#### PASSAGE SOURCE

Il n’est plus temps de voir là les théorisations extravagantes d’apocalyptiques éco-catastrophistes, d’irrécupérables extrémistes anti-autoritaires ou d’intellectuels réactionnaires reclus dans leur tour d’ivoire. Toutes ces questions sont désormais sur la place publique ; le constat devient universel, s’insinue irrémédiablement dans toutes les couches de la société totale déliquescente. On ne l’en évacuera pas. C’est bien ce qui nourrit l’inquiétude de tous les États, et non la catastrophe rampante.

La domination, qui touche à la pureté de son concept dans la convergence fusionnelle de l’Etat, de l’économie et des médias, fait donner son artillerie lourde, martèle qu’il n’y a plus d’alternative, que les dés sont jetés, qu’il faut s’adapter ou périr, qu’il ne s’agit désormais que de gérer la catastrophe, et que ceux dont l’emploi est de la provoquer et de l’entretenir sont les mieux qualifiés pour cette tâche. Comme l’assassin qui se flatterait d’être seul habilité à conduire l’autopsie de sa victime. Et c’est rien moins qu’une métaphore dans le cas, ici, de Rémi Fraisse tué à 21 ans par un gendarme mobile, assuré du maintien de son emploi par un gouvernement socialiste qui célèbre ainsi un siècle de trahisons, ailleurs de 43 étudiants mexicains livrés par la police aux tortionnaires des cartels de la drogue ou encore des journalistes indépendants de la Russie de Poutine (chacun pourra poursuivre l’énumération ad libitum). Les personnels politiques doutent de leur pérennité, ils savent qu’ils règnent sur un volcan (dans cette Chine qui fait l’admiration universelle des tenants du maintien de l’ordre, le budget de la sécurité intérieure est supérieur au budget militaire) et qu’il faut absolument museler, rendre invisible ou silencieuse toute opposition un peu sérieuse à l’ordre établi, c’est à dire qui viendrait à prendre au mot la fiction de sa nécessité.

Que ces victimes soient essentiellement des jeunes n’étonne que ceux qui ne l’ont jamais été. Cette jeunesse qu’on disait si intégrée à l’ordre marchand et à sa survie dématérialisée, dressée à se vendre au plus offrant, à se détacher de toute solidarité, à se reconnaître dans la monade solitaire de l’utopie capitaliste, commence à comprendre dialectiquement qu’elle n’aura pas sa place au festin de l’abondance factice, qu’il n’y aura plus vraiment de festin et qu’il était de surcroît immangeable — ce qu’une part demeurée irréductible de la jeunesse a toujours su et proclamé. Elle accède à la visibilité (plus tard en France que dans les pays méditerranéens voisins) avec une vigueur qui lui vaut d’être disqualifiée pour sa « violence », au demeurant légitimement défensive et très largement symbolique. Dans quels rangs imaginerait-on la faire rentrer ?

########
#### ENTRÉES DU CORPUS

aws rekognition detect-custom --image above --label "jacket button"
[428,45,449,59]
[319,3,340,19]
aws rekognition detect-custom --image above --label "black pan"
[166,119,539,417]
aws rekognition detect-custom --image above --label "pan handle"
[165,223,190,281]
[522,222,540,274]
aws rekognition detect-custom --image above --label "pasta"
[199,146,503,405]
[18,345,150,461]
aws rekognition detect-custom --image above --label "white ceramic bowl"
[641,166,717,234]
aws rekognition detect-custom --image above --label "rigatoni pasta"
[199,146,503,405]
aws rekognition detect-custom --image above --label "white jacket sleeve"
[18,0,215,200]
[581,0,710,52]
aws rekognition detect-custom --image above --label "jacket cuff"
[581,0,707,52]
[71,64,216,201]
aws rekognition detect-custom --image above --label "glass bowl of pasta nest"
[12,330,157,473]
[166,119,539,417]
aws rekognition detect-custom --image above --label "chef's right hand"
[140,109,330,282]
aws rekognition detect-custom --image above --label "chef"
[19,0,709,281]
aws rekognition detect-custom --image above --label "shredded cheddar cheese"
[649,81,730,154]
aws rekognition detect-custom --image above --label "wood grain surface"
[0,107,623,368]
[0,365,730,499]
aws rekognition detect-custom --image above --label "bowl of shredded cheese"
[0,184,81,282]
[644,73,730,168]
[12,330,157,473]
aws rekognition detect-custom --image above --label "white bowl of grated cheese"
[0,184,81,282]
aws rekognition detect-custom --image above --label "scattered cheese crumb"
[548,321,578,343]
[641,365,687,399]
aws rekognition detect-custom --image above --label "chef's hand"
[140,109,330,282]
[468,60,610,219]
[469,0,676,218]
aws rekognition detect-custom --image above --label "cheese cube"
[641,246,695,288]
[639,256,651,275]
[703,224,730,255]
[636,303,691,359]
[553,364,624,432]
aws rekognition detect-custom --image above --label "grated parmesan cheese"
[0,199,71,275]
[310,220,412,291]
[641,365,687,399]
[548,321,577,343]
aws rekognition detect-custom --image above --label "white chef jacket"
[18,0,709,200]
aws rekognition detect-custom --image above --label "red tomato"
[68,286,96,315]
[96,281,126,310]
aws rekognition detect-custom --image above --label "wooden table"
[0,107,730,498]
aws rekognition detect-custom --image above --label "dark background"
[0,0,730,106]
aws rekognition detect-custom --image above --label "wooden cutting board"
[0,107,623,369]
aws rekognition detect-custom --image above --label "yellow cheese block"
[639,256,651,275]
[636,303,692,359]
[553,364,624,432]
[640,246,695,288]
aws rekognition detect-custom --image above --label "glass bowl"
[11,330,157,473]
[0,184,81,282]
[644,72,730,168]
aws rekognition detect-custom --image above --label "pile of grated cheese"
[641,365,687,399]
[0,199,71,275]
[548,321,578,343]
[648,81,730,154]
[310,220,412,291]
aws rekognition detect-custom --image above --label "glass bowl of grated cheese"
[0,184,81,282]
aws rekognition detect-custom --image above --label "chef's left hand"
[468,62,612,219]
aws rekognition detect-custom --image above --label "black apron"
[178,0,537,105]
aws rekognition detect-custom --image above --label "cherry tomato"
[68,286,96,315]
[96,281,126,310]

########

▶ [PROBLÈMES À RÉSOUDRE]
[1] Résumez en deux phrases le passage sur la domination et la jeunesse.
[2] Recopiez mot pour mot la partie du passage qui commence par « Que ces victimes » et se poursuit jusqu'à « faire rentrer ? ».
Les entrées forment un matériau distinct du passage.

▶ [RÉPONSES ATTENDUES]
[1] Le passage affirme que ces questions, jadis tenues pour des théorisations d'éco-catastrophistes ou d'extrémistes, sont désormais sur la place publique, et que ce constat, plus que la catastrophe, inquiète les États. La domination martèle pour sa part qu'il n'y a plus d'alternative et cherche à museler toute opposition sérieuse, tandis que la jeunesse comprend qu'elle n'aura pas sa place au festin de l'abondance factice et se voit disqualifiée pour sa « violence ».

[2]
Que ces victimes soient essentiellement des jeunes n’étonne que ceux qui ne l’ont jamais été. Cette jeunesse qu’on disait si intégrée à l’ordre marchand et à sa survie dématérialisée, dressée à se vendre au plus offrant, à se détacher de toute solidarité, à se reconnaître dans la monade solitaire de l’utopie capitaliste, commence à comprendre dialectiquement qu’elle n’aura pas sa place au festin de l’abondance factice, qu’il n’y aura plus vraiment de festin et qu’il était de surcroît immangeable — ce qu’une part demeurée irréductible de la jeunesse a toujours su et proclamé. Elle accède à la visibilité (plus tard en France que dans les pays méditerranéens voisins) avec une vigueur qui lui vaut d’être disqualifiée pour sa « violence », au demeurant légitimement défensive et très largement symbolique. Dans quels rangs imaginerait-on la faire rentrer ?